Pull out every line in the items below that contains the string "screen", treating uppercase and lowercase as different.
========================================================================
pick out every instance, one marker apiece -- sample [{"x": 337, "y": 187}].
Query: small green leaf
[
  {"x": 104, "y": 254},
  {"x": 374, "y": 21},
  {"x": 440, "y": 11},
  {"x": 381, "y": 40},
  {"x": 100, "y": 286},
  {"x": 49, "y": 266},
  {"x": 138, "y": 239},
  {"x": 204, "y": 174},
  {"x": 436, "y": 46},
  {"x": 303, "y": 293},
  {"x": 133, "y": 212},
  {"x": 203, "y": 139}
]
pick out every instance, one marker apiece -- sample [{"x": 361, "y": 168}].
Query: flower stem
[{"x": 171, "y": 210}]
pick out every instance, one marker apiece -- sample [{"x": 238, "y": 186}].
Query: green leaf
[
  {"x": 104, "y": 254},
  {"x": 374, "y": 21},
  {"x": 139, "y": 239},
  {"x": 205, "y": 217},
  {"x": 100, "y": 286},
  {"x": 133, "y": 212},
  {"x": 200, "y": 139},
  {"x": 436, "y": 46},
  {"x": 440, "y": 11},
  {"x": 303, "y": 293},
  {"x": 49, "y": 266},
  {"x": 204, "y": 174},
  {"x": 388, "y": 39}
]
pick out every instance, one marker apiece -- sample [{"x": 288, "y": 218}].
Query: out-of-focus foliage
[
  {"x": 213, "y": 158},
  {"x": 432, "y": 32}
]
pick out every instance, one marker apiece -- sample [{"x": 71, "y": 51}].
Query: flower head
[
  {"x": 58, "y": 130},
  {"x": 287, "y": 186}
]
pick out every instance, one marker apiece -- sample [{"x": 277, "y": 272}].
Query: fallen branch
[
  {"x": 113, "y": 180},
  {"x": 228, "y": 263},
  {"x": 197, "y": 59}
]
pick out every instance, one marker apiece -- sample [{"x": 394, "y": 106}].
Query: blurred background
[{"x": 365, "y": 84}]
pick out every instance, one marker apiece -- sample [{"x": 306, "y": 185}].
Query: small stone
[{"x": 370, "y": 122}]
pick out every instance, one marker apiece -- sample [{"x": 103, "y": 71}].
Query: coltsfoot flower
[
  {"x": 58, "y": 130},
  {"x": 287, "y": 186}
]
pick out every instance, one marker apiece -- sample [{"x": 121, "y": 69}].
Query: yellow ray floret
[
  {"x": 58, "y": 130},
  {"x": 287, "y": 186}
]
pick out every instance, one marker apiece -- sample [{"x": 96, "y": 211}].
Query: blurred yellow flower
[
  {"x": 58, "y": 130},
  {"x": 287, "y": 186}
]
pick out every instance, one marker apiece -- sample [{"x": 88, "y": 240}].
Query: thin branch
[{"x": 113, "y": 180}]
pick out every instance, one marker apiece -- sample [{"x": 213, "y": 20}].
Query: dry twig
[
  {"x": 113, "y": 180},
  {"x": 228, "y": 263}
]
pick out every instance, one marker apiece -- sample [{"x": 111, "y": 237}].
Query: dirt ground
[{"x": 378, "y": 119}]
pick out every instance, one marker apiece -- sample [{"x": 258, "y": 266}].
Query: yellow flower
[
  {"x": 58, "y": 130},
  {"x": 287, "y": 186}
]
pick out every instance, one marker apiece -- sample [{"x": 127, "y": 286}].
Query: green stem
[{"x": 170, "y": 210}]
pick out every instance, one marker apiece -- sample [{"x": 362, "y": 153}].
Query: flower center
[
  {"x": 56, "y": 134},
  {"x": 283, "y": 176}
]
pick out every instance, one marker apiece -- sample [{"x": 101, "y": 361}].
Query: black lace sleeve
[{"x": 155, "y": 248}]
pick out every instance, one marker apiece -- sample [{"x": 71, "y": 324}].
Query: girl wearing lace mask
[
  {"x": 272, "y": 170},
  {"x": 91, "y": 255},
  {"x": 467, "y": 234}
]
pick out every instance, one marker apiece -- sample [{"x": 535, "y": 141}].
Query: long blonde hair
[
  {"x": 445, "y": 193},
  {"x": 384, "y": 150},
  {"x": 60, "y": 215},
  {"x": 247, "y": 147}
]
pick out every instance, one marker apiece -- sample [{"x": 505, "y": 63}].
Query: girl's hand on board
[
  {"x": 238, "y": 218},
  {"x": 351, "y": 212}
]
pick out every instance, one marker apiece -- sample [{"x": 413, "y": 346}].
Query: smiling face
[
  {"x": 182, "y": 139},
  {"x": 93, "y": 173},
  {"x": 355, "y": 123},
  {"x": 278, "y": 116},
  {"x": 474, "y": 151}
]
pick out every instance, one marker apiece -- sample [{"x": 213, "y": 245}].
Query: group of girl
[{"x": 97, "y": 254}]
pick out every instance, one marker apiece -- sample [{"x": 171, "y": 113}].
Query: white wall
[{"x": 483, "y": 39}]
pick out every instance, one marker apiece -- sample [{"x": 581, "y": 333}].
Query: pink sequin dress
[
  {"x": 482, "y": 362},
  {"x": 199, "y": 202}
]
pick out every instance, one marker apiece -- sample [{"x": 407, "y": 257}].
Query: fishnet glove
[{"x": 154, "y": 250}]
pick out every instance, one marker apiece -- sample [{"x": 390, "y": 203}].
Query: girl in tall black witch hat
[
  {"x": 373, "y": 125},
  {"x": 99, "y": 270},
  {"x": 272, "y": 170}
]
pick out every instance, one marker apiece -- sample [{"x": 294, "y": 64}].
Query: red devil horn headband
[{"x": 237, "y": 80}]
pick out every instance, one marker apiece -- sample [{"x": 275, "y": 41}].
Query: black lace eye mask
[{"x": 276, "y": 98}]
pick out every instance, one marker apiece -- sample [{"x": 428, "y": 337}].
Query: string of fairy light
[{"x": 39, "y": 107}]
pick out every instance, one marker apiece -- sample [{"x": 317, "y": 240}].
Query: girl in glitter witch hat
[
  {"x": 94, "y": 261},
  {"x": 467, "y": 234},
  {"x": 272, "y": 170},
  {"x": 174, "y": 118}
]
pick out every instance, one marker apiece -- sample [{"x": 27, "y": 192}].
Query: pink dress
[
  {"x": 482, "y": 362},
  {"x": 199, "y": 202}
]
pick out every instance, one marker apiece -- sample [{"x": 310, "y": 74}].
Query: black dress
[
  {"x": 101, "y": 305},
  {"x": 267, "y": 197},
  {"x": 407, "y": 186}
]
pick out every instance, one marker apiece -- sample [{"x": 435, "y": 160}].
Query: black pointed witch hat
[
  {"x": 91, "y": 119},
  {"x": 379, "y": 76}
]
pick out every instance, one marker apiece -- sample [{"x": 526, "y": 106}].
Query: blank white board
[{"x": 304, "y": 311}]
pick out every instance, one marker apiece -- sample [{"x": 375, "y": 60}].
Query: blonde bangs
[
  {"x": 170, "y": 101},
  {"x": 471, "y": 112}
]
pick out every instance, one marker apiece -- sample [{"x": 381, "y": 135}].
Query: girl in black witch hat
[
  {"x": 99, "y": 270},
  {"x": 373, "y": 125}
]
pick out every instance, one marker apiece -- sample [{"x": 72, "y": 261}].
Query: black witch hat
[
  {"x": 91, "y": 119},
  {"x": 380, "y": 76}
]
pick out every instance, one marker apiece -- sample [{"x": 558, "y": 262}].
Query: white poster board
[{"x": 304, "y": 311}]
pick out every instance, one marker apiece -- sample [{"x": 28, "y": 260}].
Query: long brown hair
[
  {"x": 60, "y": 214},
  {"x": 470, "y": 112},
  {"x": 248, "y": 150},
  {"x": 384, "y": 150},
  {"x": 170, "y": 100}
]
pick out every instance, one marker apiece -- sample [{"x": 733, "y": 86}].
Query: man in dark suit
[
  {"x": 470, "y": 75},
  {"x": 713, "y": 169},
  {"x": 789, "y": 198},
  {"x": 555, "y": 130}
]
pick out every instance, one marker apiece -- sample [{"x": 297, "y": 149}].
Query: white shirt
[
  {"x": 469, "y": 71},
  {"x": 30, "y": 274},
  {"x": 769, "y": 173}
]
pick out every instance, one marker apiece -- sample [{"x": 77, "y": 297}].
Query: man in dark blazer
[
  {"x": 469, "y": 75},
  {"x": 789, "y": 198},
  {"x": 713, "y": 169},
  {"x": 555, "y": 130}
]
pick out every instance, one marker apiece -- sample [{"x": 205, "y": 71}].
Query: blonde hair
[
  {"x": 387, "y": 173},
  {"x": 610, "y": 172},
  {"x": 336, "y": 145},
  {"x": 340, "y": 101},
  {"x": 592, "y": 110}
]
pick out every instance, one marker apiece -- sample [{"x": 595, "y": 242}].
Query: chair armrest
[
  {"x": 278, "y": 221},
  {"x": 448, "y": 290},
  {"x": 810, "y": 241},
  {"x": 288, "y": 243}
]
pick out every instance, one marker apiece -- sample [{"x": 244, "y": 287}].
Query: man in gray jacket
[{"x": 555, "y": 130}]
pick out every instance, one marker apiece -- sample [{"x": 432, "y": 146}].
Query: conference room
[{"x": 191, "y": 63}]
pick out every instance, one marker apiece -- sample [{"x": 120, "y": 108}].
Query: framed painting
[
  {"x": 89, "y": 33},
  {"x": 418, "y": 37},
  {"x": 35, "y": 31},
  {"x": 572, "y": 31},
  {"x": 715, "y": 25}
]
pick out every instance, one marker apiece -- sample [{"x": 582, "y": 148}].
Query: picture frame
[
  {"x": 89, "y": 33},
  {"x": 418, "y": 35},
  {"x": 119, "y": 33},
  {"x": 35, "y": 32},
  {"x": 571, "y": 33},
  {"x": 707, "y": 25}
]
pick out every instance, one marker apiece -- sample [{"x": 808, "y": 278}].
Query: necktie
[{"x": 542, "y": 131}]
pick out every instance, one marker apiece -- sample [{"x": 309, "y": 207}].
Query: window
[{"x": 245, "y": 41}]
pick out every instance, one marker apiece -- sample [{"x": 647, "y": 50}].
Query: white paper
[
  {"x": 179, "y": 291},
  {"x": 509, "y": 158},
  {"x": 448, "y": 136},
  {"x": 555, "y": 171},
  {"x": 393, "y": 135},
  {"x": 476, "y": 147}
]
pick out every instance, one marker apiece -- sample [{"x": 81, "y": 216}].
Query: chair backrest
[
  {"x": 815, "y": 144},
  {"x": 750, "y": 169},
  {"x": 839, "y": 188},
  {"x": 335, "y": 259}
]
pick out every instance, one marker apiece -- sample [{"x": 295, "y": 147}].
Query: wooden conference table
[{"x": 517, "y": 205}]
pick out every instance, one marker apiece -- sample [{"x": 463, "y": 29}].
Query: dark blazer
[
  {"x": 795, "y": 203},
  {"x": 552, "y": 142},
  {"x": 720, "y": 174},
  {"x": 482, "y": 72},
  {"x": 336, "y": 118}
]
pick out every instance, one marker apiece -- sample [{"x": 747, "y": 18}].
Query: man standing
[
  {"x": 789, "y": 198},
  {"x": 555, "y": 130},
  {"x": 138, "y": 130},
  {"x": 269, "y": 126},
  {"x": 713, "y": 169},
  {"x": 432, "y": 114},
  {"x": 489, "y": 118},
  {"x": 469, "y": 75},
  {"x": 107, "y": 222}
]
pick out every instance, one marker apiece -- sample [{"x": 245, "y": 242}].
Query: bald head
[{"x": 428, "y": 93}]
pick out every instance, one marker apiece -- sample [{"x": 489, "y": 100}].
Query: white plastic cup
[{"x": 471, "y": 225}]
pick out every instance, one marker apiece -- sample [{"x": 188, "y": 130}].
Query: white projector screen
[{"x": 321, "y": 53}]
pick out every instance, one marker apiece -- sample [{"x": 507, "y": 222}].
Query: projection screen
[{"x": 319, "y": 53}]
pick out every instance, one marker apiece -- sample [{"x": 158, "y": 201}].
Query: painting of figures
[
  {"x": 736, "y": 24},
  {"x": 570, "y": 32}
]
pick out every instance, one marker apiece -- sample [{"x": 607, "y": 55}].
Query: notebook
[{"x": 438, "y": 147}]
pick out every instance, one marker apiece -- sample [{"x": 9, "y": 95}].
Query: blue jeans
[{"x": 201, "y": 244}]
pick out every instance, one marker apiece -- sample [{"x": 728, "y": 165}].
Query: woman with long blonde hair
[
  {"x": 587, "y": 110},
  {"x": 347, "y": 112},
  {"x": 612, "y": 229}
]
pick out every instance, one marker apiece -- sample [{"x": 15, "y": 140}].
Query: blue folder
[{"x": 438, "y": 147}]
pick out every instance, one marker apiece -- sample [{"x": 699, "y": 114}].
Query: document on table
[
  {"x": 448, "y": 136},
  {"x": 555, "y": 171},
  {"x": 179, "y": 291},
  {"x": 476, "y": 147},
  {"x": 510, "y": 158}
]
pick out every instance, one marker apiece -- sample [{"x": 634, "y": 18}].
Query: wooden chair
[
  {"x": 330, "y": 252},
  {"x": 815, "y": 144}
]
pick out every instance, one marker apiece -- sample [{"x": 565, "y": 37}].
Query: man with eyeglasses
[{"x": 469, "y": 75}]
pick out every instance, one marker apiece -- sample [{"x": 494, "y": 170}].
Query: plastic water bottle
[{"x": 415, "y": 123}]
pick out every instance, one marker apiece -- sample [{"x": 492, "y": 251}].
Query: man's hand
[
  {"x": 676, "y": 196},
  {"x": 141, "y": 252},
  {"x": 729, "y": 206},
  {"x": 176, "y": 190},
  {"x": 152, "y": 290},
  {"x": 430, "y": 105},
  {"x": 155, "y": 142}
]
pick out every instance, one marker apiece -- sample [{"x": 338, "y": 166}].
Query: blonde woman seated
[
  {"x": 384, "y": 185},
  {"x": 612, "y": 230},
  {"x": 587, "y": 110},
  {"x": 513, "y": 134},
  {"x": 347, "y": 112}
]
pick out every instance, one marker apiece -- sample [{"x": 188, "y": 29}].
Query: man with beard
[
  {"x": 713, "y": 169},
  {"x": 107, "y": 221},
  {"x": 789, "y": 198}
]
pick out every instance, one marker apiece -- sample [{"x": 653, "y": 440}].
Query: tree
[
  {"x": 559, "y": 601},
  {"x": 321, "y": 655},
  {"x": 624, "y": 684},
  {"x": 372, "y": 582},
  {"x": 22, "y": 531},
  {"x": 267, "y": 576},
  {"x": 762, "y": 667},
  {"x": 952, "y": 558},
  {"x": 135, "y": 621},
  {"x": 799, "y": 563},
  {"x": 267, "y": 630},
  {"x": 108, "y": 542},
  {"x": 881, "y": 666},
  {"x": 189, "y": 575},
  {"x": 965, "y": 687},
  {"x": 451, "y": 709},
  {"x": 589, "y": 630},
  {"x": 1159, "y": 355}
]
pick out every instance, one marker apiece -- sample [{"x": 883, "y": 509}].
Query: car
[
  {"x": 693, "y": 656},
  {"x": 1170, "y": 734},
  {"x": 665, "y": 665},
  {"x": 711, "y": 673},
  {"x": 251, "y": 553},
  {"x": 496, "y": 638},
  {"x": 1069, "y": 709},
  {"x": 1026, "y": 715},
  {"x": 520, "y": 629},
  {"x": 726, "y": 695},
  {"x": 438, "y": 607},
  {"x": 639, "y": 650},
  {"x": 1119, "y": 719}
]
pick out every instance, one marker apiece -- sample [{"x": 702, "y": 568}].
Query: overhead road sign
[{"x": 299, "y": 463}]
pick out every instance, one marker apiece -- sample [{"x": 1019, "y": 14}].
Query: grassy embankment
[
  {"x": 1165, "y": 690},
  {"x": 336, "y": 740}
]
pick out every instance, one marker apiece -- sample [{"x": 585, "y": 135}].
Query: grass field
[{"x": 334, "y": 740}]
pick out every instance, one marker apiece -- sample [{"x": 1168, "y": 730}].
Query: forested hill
========================================================================
(Exercise output)
Query: white projector screen
Query: projection screen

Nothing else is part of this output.